**WHAT IS EXPECTED:** Print the data below exactly as it appears.

*** TASK DATA

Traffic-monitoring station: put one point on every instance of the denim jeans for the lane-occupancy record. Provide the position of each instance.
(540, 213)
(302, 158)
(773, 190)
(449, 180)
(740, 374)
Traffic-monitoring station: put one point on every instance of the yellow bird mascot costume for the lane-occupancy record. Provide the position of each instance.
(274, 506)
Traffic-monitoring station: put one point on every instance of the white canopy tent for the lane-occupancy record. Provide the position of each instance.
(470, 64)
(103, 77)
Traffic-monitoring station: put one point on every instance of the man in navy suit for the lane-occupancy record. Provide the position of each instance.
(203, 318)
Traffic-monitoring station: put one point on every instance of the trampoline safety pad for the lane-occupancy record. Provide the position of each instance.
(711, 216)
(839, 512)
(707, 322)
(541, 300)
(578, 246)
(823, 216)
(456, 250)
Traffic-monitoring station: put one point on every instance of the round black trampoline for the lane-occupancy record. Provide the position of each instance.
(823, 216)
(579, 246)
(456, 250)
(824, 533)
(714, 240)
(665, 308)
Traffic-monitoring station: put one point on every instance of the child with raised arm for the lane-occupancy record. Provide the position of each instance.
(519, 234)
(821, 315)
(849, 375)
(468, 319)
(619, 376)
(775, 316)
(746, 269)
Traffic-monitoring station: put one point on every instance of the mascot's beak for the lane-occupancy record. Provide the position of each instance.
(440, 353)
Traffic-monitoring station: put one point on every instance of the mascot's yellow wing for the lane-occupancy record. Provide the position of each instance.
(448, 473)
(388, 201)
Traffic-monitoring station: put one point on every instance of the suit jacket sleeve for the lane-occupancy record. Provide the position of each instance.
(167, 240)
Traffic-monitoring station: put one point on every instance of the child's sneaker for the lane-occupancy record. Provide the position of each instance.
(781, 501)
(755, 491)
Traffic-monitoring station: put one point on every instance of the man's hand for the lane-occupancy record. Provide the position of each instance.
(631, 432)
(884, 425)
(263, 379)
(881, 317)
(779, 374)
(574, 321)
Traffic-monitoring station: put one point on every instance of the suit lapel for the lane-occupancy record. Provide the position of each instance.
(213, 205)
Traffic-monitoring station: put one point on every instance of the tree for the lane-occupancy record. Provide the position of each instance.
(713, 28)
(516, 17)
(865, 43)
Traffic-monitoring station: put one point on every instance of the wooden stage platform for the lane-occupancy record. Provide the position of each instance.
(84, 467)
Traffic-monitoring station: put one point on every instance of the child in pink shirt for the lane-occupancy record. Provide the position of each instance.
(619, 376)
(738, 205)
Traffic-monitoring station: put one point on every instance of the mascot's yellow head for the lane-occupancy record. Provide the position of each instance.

******

**RESULT OF THIS TASK:**
Traffic-monitoring station: put one point on every instance of the denim jeans for the lane-occupancy record. Provide the position of each instance.
(540, 213)
(302, 158)
(773, 190)
(449, 180)
(740, 374)
Traffic-monitoring station: put one point on every instance of the yellow bird mascot costume for the lane-occupancy record. Provide the position of each instance.
(274, 506)
Traffic-monitoring station: put one point on every instance of the white canopy tent for the lane-occupancy record. Provide the position of each instance.
(470, 64)
(103, 77)
Traffic-monitoring station: put one point on every instance of the man in navy suit for the lane-occupancy record. Provide the position of each instance.
(203, 318)
Traffic-monitoring station: put one point on every instance of the trampoline safety pad for the lane-occupancy record. Provide the position of each instance.
(711, 216)
(839, 512)
(707, 322)
(541, 300)
(578, 246)
(823, 216)
(456, 250)
Traffic-monitoring station: put one point on every instance of the round black trampoline for the lane-occupancy record. Provide the position of each instance.
(823, 216)
(579, 246)
(456, 250)
(824, 533)
(714, 240)
(665, 308)
Traffic-monitoring station: put one point on every instance of the child with raised arm for the lane-occupancy record. Provide the position of each instance.
(519, 234)
(821, 315)
(849, 375)
(468, 319)
(619, 376)
(775, 316)
(746, 269)
Traffic-monitoring station: put one point on every instance of the mascot's beak for the lane-occupancy record. Provide the position of each instance.
(440, 353)
Traffic-monitoring station: put one point on every instance of the mascot's yellow wing for the lane-occupancy record. Provide the position of each instance.
(448, 473)
(388, 201)
Traffic-monitoring station: put one point on every instance of the suit jacket sleeve for the lane-occupancy record. Provide the position of each instance.
(167, 240)
Traffic-monitoring station: put one point on every instance of the child's sneaker for the lane-occupancy record. Provide the position of each instance.
(781, 501)
(755, 491)
Traffic-monitoring station: put one point on every instance of the man's hand for the lane-occupancy record. Provide the position of each instance.
(631, 432)
(884, 425)
(263, 379)
(881, 317)
(779, 374)
(574, 321)
Traffic-monitoring station: put one point on every instance of the suit lapel for the lane-occupancy record. Provide the position of each instance.
(213, 205)
Traffic-monitoring station: put one point on every instance of the tree for the lane-occupancy record. Provide the position of each instance.
(713, 28)
(516, 17)
(865, 43)
Traffic-monitoring station: put one point on every instance of the wooden stage platform for the lane-occupancy record. Provide the position of each instance.
(84, 467)
Traffic-monitoring station: put one point on every instance of the child in pink shirt for the lane-occupancy record. Provide the position of each instance.
(619, 376)
(738, 205)
Traffic-monitoring station: put one point on every instance of the mascot's yellow head for the lane-occupancy record. Provide the position of each instance.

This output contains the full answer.